Job item
Copy the whole listing verbatim.

Extracted entries
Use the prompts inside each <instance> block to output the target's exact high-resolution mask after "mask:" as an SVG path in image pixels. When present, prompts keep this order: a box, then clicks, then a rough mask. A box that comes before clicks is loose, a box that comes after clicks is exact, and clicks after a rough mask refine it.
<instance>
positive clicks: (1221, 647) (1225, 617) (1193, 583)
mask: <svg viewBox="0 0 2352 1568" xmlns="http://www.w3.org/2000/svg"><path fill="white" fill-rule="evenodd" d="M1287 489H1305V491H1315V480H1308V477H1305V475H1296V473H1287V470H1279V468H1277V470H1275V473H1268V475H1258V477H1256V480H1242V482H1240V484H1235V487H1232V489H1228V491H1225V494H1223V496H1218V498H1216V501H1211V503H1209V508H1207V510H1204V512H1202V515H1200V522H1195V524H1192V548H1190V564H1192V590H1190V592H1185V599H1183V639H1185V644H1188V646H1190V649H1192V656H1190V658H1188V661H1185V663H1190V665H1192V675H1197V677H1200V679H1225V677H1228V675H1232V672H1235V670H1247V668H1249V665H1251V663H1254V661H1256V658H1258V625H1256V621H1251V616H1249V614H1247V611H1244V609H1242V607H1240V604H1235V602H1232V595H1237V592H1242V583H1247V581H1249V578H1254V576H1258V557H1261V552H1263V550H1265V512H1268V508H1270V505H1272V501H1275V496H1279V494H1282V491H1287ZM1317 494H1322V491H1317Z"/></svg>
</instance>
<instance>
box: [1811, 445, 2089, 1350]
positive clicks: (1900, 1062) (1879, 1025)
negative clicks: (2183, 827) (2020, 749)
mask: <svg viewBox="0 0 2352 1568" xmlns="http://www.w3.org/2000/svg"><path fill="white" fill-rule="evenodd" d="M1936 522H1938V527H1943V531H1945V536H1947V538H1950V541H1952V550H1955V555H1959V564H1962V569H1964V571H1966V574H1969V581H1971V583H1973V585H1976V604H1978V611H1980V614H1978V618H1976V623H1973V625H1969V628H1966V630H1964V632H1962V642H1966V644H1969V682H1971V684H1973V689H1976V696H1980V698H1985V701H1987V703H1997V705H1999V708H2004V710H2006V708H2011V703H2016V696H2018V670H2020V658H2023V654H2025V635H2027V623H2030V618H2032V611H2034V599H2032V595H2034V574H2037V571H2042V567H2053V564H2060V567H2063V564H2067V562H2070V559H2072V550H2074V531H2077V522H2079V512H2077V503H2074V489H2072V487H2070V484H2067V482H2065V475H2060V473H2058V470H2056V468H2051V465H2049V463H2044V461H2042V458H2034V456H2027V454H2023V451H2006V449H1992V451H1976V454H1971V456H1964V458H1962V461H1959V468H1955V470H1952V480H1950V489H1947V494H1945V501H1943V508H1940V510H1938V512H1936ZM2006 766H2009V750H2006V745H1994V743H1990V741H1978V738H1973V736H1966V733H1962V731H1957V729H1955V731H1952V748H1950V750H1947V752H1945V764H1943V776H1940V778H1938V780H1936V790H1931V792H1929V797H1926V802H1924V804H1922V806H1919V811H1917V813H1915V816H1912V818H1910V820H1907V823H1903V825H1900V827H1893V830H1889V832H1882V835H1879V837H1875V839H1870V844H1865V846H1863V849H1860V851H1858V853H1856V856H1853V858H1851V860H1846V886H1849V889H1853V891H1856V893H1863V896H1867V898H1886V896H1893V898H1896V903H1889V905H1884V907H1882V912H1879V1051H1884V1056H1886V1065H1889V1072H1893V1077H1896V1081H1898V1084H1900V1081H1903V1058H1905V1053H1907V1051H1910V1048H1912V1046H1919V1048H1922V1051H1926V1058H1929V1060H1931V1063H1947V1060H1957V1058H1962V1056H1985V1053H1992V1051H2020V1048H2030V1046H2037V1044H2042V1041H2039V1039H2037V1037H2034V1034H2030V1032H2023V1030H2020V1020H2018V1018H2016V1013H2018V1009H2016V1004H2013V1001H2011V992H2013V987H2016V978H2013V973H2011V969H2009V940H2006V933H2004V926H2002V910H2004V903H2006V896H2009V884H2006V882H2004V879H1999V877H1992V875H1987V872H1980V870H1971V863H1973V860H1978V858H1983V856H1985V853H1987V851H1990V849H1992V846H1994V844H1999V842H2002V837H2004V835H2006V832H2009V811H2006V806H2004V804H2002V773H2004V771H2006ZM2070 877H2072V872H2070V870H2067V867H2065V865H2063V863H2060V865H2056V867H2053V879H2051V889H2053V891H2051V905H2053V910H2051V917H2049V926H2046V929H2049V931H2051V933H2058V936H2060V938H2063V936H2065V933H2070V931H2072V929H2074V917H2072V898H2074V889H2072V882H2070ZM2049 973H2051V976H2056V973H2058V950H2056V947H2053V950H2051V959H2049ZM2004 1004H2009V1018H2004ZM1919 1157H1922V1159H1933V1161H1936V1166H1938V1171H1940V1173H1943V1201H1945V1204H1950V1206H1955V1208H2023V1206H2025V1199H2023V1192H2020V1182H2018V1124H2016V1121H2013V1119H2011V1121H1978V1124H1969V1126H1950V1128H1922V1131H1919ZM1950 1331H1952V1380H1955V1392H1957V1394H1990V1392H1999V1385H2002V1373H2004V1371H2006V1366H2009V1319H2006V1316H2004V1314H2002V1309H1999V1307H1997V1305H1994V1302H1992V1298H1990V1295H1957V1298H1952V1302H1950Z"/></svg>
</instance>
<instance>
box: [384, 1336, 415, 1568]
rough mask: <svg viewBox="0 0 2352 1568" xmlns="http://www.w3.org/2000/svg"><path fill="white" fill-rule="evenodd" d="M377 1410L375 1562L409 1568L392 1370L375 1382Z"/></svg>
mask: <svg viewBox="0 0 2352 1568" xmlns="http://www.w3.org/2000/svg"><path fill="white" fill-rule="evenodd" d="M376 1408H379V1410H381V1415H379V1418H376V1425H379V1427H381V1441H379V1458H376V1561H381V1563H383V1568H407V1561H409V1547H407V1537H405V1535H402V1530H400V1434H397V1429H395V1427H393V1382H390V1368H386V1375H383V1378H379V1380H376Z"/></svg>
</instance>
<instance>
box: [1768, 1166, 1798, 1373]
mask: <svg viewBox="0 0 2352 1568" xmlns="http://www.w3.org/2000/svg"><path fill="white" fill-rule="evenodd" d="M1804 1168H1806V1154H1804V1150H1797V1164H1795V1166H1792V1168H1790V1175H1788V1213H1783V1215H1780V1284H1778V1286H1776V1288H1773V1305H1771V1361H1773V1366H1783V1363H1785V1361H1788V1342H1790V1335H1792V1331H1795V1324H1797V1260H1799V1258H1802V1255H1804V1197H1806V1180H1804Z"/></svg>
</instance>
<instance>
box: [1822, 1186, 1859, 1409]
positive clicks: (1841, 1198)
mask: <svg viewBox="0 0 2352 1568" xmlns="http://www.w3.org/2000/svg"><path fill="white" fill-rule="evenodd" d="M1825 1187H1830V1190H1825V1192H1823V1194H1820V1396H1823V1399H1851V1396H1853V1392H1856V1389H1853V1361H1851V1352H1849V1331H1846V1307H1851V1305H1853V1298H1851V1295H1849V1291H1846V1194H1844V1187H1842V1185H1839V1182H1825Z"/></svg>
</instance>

Task answer
Use the prompts inside each <instance> block to output the target's exact high-resolution mask after "mask:" as an SVG path in image pixels. When present, prompts keep this order: a box, then clicks, then a rough mask. A box that comes before clicks is loose, a box that comes after clicks is exact, and clicks after a rough mask refine it.
<instance>
positive clicks: (1221, 647) (1225, 617) (1193, 583)
mask: <svg viewBox="0 0 2352 1568" xmlns="http://www.w3.org/2000/svg"><path fill="white" fill-rule="evenodd" d="M1287 489H1305V491H1315V480H1308V477H1305V475H1296V473H1287V470H1279V468H1277V470H1275V473H1268V475H1258V477H1256V480H1242V482H1240V484H1235V487H1232V489H1228V491H1225V494H1223V496H1218V498H1216V501H1211V503H1209V508H1207V510H1204V512H1202V515H1200V522H1195V524H1192V548H1190V564H1192V590H1190V592H1185V599H1183V639H1185V644H1188V646H1190V649H1192V656H1190V658H1188V661H1185V663H1190V665H1192V675H1197V677H1200V679H1225V677H1228V675H1232V672H1235V670H1247V668H1249V665H1251V663H1254V661H1256V658H1258V625H1256V621H1251V616H1249V614H1247V611H1244V609H1242V607H1240V604H1235V602H1232V595H1237V592H1242V583H1247V581H1249V578H1254V576H1258V557H1261V552H1263V550H1265V512H1268V508H1270V505H1272V501H1275V496H1279V494H1282V491H1287ZM1317 494H1322V491H1317Z"/></svg>
</instance>
<instance>
box: [1811, 445, 2089, 1350]
positive clicks: (1900, 1062) (1879, 1025)
negative clicks: (2183, 827) (2020, 749)
mask: <svg viewBox="0 0 2352 1568" xmlns="http://www.w3.org/2000/svg"><path fill="white" fill-rule="evenodd" d="M1936 522H1938V527H1943V531H1945V536H1947V538H1950V541H1952V550H1955V555H1959V564H1962V569H1964V571H1966V574H1969V581H1971V583H1973V585H1976V604H1978V611H1980V614H1978V618H1976V623H1973V625H1969V628H1966V630H1964V632H1962V642H1966V644H1969V682H1971V684H1973V689H1976V696H1980V698H1985V701H1987V703H1997V705H1999V708H2004V710H2006V708H2011V703H2016V696H2018V670H2020V658H2023V654H2025V635H2027V623H2030V618H2032V611H2034V599H2032V595H2034V574H2037V571H2042V567H2053V564H2060V567H2063V564H2067V562H2070V559H2072V550H2074V531H2077V522H2079V512H2077V503H2074V489H2072V487H2070V484H2067V482H2065V475H2060V473H2058V470H2056V468H2051V465H2049V463H2044V461H2042V458H2034V456H2027V454H2023V451H2006V449H1992V451H1976V454H1971V456H1964V458H1962V461H1959V468H1955V470H1952V480H1950V489H1947V494H1945V501H1943V508H1940V510H1938V512H1936ZM2006 766H2009V750H2006V745H1994V743H1990V741H1978V738H1973V736H1966V733H1962V731H1957V729H1955V731H1952V748H1950V750H1947V752H1945V764H1943V776H1940V778H1938V780H1936V790H1931V792H1929V797H1926V802H1924V804H1922V806H1919V811H1917V813H1915V816H1912V818H1910V820H1907V823H1903V825H1900V827H1893V830H1889V832H1882V835H1879V837H1875V839H1870V844H1865V846H1863V849H1860V851H1858V853H1856V856H1853V858H1851V860H1846V886H1849V889H1853V891H1856V893H1863V896H1867V898H1886V896H1893V898H1896V903H1889V905H1884V907H1882V912H1879V1051H1884V1056H1886V1065H1889V1072H1893V1077H1896V1081H1898V1084H1900V1081H1903V1058H1905V1053H1907V1051H1910V1048H1912V1046H1919V1048H1922V1051H1926V1058H1929V1060H1931V1063H1947V1060H1957V1058H1962V1056H1985V1053H1992V1051H2020V1048H2030V1046H2037V1044H2042V1041H2039V1039H2037V1037H2034V1034H2030V1032H2023V1030H2020V1020H2018V1018H2016V1013H2018V1009H2016V1004H2013V1001H2011V992H2013V987H2016V978H2013V973H2011V969H2009V940H2006V933H2004V926H2002V910H2004V903H2006V896H2009V884H2006V882H2004V879H1999V877H1992V875H1987V872H1980V870H1971V863H1973V860H1978V858H1983V856H1985V853H1987V851H1990V849H1992V846H1994V844H1999V842H2002V837H2004V835H2006V832H2009V811H2006V806H2004V804H2002V773H2004V771H2006ZM2070 877H2072V872H2070V870H2067V867H2065V865H2063V863H2060V865H2056V867H2053V879H2051V889H2053V891H2051V905H2053V910H2051V917H2049V926H2046V929H2049V931H2051V933H2058V936H2060V938H2063V936H2065V933H2070V931H2072V929H2074V917H2072V898H2074V889H2072V882H2070ZM2049 973H2051V976H2056V973H2058V950H2056V947H2053V950H2051V959H2049ZM2004 1004H2009V1018H2004ZM1919 1157H1922V1159H1933V1161H1936V1166H1938V1171H1940V1173H1943V1201H1945V1204H1950V1206H1955V1208H2023V1206H2025V1199H2023V1192H2020V1182H2018V1124H2016V1121H2013V1119H2011V1121H1978V1124H1969V1126H1950V1128H1922V1131H1919ZM1950 1331H1952V1380H1955V1392H1957V1394H1990V1392H1999V1385H2002V1373H2004V1371H2006V1366H2009V1319H2006V1316H2004V1314H2002V1309H1999V1307H1997V1305H1994V1302H1992V1298H1990V1295H1957V1298H1952V1302H1950Z"/></svg>
</instance>
<instance>
box: [384, 1336, 415, 1568]
rough mask: <svg viewBox="0 0 2352 1568" xmlns="http://www.w3.org/2000/svg"><path fill="white" fill-rule="evenodd" d="M377 1410L375 1562L409 1568L392 1370L375 1382Z"/></svg>
mask: <svg viewBox="0 0 2352 1568" xmlns="http://www.w3.org/2000/svg"><path fill="white" fill-rule="evenodd" d="M376 1408H379V1410H381V1415H379V1418H376V1425H379V1427H381V1441H379V1458H376V1561H381V1563H383V1568H407V1561H409V1547H407V1537H405V1535H402V1530H400V1434H397V1429H395V1427H393V1382H390V1368H386V1375H383V1378H379V1380H376Z"/></svg>
</instance>
<instance>
box: [1768, 1166, 1798, 1373]
mask: <svg viewBox="0 0 2352 1568" xmlns="http://www.w3.org/2000/svg"><path fill="white" fill-rule="evenodd" d="M1804 1168H1806V1154H1804V1150H1797V1164H1795V1166H1792V1168H1790V1175H1788V1213H1783V1215H1780V1284H1778V1286H1776V1288H1773V1305H1771V1361H1773V1366H1783V1363H1785V1361H1788V1342H1790V1335H1792V1331H1795V1324H1797V1260H1799V1258H1802V1255H1804V1197H1806V1180H1804Z"/></svg>
</instance>
<instance>
box: [1822, 1186, 1859, 1409]
positive clicks: (1841, 1198)
mask: <svg viewBox="0 0 2352 1568" xmlns="http://www.w3.org/2000/svg"><path fill="white" fill-rule="evenodd" d="M1825 1187H1830V1190H1825V1192H1823V1194H1820V1396H1823V1399H1851V1396H1853V1392H1856V1389H1853V1361H1851V1352H1849V1331H1846V1307H1851V1305H1853V1298H1851V1295H1849V1291H1846V1194H1844V1187H1842V1185H1839V1182H1825Z"/></svg>
</instance>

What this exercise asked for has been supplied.